_EXERCISE PROMPT:_ Copy out the listing below, substituting "park bench" for each "wooden bench" and leaving everything else as it is. Leave the pictures out of your copy.

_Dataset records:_
^^^^

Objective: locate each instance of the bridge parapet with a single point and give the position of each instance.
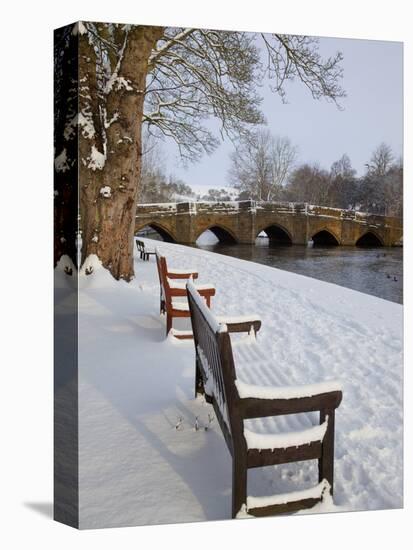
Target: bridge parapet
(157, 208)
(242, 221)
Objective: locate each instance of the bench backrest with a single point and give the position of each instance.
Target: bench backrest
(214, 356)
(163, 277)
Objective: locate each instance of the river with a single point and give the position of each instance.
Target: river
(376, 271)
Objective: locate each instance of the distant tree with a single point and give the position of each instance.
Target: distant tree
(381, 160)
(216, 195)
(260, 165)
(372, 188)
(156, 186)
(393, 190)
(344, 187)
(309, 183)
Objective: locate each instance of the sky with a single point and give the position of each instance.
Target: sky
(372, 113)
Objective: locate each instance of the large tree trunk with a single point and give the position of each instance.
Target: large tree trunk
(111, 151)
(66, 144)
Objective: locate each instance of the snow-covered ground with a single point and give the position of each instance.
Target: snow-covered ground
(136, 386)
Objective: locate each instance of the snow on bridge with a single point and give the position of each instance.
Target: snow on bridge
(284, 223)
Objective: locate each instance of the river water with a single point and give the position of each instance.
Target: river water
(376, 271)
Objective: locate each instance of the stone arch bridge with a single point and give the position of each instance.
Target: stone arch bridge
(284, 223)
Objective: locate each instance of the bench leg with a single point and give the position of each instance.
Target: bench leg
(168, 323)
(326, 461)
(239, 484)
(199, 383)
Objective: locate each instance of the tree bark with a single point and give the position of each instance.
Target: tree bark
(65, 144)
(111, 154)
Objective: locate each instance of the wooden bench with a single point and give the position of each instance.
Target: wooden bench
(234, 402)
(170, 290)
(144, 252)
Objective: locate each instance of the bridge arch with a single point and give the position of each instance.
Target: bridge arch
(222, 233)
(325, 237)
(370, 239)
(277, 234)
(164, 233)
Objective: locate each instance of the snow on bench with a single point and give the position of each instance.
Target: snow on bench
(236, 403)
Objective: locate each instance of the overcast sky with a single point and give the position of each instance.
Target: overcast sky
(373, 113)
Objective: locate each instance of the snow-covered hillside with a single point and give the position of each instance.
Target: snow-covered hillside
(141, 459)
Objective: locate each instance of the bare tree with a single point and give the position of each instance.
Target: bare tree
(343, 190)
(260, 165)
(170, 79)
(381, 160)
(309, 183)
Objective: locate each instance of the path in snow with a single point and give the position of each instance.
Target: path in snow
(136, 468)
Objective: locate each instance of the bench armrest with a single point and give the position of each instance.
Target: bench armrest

^^^^

_THE RESULT:_
Objective: locate each instance of the bridge parapet with a single point and give the position of each instance.
Target: bridge parapet
(157, 208)
(242, 221)
Objective: locate each instance of the bench backrest with a single point and give the position of each instance.
Target: bench backrest
(214, 356)
(163, 277)
Objective: locate each instance of the river with a single point and give the position of each instance.
Target: river
(376, 271)
Objective: locate each instance of the distant tree with a single point and give the position of each instance.
Target: distant tree
(381, 160)
(216, 195)
(260, 165)
(372, 188)
(156, 186)
(393, 190)
(344, 187)
(309, 183)
Objective: locate each instance of the sky with a single point and give the position of each instance.
Target: sky
(372, 113)
Objective: locate each instance of the large tree trunk with a single point and give the position of each instance.
Target: large tree trunk
(111, 151)
(66, 144)
Objective: locate each instance of the snow-covered ground with a single point and give the position of each instance.
Target: snow-covered ground
(136, 386)
Objective: locate each instance of the snow on bridge with a single point and give the position of each instance.
Target: snow on bridge
(284, 223)
Objective: locate each instance of the river water with a single point and give the position of each instance.
Target: river water
(376, 271)
Objective: locate each instance of the stone arch bridge with a single point and give the position of each instance.
Target: stone arch bridge
(284, 223)
Objective: locate each instance of the bench leg with a single point and give the position of each instance.
Target: bench leg
(168, 323)
(326, 461)
(239, 484)
(199, 383)
Objective: locate each instance of the tree bark with a single point and give the position of each instance.
Target: tree bark
(65, 144)
(111, 154)
Objective: locate each instance of the park bench with a single point and give the position of each instance.
Target: park bench
(234, 402)
(170, 290)
(144, 252)
Objective: locate each instance of the bridge arch with a single point and give the position of each instance.
Target: bridge arch
(222, 233)
(325, 237)
(370, 239)
(277, 234)
(164, 233)
Objective: locate each instance of the snow on bench with a single point and give the position of each instance.
Target: snow on bench
(236, 403)
Objective: locate each instance of the overcast sky with a single point and give the position of each instance.
Target: overcast sky
(373, 113)
Objective: locate each instance of the snow-covered hillside with a single point and give the position of each instance.
Target: snow-covered hillside
(141, 459)
Objective: locate each instance of the bare tree with a single point and give the position of each instance.
Target: bare tree
(343, 190)
(260, 165)
(170, 79)
(381, 160)
(309, 183)
Objective: locate each instance of the path in snow with a single point and give the position of each instance.
Target: path in snow
(136, 468)
Objective: locate each instance of the bench armrest with a single point and give the position of each instance.
Target: bench armrest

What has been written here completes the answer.